▶ [Document]:
5.3.4 Points of Failure

Bearings: Some of the critical components of the stability bogie is wheel bearings. Since the pod is moving at such a high speed and wheel radii are very small (1.75 in.) bearings must be able to withstand very high RPM. As such, high grade bearings must be selected and rigorously tested before they can be used in the pod. If the bearings cannot withstand the required angular velocity, they can overheat, seize, or otherwise fail. This could cause the pod to drag, lurch forward, or stop at a high rate.

 

To mitigate the effects of a potential bearing failure, spring stiffness in the vertical stability was chosen to be very high. Even in the event of a sudden stop, the stiffness of the vertical springs will not allow the lateral stability plate to strike the I-beam. Rubber sheeting on the bottom of the mounting plates serves as a failsafe against plate striking.

 

Wheels: Polyurethane wheels have been observed to fail catastrophically when subjected to high RPMs. At high speed of the pod, the rubber wheel could snap. High strength wheels will be selected and rigorously tested to ensure high strength. To mitigate the effects of this point of failure, sensitive components like the control system are isolated from the bogie and protected by plating and a case from debris.

 

5.4 Testing and Validation

5.4.1 Proposed Testing Procedure

5.4.1.1 Wheel Testing

Under high RPMs, polyurethane wheels have been found to spontaneously disintegrate. Such an event would prove catastrophic for a 350 lbs. pod traveling at 350 MPH. Therefore, testing on selected wheels is critical before full assembly testing can begin. Wheels will be tested using a custom dynamometer in which the wheel is mounted to a spindle rotating at the correct frequency behind a protective shield. The RPM will be adjusted to find the allowable angular velocity before the wheel rubber fails.

(Location identification items)
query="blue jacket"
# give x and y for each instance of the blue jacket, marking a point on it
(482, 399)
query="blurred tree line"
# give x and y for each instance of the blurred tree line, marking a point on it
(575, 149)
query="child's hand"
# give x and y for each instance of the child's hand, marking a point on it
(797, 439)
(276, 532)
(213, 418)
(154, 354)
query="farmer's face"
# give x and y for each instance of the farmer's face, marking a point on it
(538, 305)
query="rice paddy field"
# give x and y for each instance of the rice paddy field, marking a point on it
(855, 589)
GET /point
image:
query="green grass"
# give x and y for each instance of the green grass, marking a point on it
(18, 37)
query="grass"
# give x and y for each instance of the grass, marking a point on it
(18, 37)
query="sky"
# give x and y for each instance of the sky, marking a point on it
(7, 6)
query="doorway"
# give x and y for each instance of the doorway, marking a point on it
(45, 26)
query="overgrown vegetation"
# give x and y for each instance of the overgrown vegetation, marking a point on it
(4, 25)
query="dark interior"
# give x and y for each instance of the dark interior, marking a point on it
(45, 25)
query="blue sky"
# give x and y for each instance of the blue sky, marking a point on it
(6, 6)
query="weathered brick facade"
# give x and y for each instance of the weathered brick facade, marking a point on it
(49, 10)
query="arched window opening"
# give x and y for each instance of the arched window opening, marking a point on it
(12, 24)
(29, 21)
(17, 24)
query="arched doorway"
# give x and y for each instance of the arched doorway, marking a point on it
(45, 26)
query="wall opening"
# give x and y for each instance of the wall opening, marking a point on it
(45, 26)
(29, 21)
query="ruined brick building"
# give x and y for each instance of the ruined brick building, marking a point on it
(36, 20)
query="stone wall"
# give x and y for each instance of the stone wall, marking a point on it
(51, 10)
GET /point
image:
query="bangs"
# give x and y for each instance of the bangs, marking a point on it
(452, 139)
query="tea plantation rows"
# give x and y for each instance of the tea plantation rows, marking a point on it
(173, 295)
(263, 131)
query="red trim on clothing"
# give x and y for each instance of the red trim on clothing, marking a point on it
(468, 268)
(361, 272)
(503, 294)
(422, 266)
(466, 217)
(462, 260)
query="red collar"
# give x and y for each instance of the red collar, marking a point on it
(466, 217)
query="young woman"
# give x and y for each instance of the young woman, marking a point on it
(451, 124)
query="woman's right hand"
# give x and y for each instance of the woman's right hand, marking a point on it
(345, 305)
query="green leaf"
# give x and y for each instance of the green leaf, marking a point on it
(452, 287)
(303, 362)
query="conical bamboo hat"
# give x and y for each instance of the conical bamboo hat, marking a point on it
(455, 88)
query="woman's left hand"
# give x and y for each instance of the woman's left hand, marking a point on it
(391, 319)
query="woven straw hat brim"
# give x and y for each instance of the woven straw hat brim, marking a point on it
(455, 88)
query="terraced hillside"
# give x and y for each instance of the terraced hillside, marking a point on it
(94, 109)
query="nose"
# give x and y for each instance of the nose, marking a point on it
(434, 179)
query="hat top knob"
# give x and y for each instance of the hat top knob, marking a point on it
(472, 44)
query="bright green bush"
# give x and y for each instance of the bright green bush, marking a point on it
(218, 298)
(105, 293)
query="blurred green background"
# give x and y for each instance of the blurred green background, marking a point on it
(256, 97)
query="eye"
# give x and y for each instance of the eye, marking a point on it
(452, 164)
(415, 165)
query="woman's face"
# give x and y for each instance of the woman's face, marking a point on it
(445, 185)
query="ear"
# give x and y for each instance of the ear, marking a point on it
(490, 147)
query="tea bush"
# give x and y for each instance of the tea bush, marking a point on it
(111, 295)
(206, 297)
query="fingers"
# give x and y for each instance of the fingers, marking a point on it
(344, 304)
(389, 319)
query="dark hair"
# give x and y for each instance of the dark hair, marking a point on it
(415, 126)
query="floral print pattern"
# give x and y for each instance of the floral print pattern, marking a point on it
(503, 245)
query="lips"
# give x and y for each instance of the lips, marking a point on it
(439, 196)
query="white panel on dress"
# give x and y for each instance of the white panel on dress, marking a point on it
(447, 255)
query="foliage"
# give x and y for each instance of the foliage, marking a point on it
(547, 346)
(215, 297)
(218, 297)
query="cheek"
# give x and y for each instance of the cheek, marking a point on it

▶ [Goal of the exercise]: Could you output, word for word, the part of the pod failure-points text that opens with the words containing "5.4.1.1 Wheel Testing" and closes with "wheel rubber fails."?

▶ [Written answer]:
5.4.1.1 Wheel Testing

Under high RPMs, polyurethane wheels have been found to spontaneously disintegrate. Such an event would prove catastrophic for a 350 lbs. pod traveling at 350 MPH. Therefore, testing on selected wheels is critical before full assembly testing can begin. Wheels will be tested using a custom dynamometer in which the wheel is mounted to a spindle rotating at the correct frequency behind a protective shield. The RPM will be adjusted to find the allowable angular velocity before the wheel rubber fails.